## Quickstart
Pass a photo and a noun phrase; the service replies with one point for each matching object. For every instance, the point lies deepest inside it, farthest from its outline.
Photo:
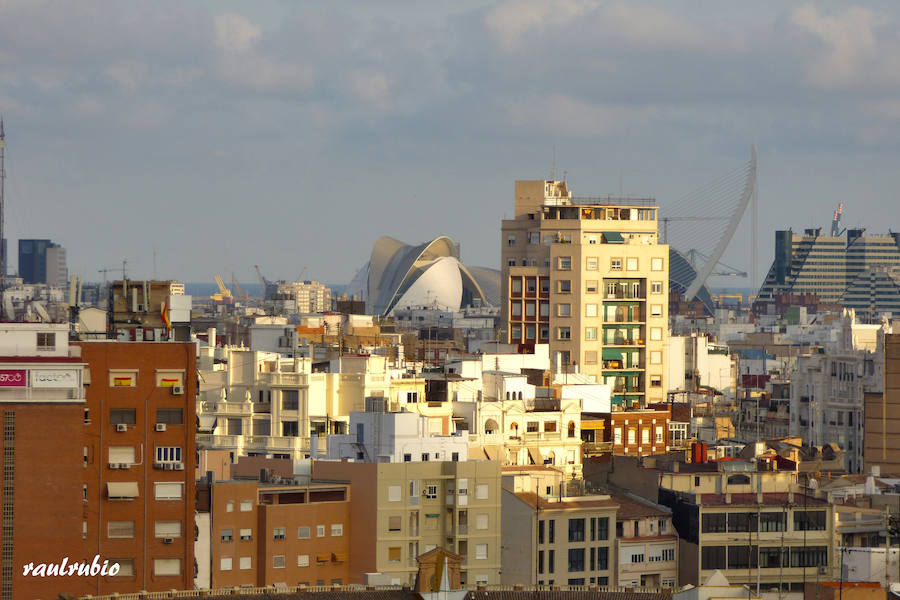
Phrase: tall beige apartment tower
(589, 277)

********

__TRY IT__: When copying, output the data exactly and leave out the pictures.

__COMPLETED TASK__:
## Quickstart
Pass a photo and a noun phrase; the service replies with one point for each matching object. For every instance, the point lies deepest inside it, farthest from its outline.
Photo:
Phrase: tall beige apartment tower
(589, 277)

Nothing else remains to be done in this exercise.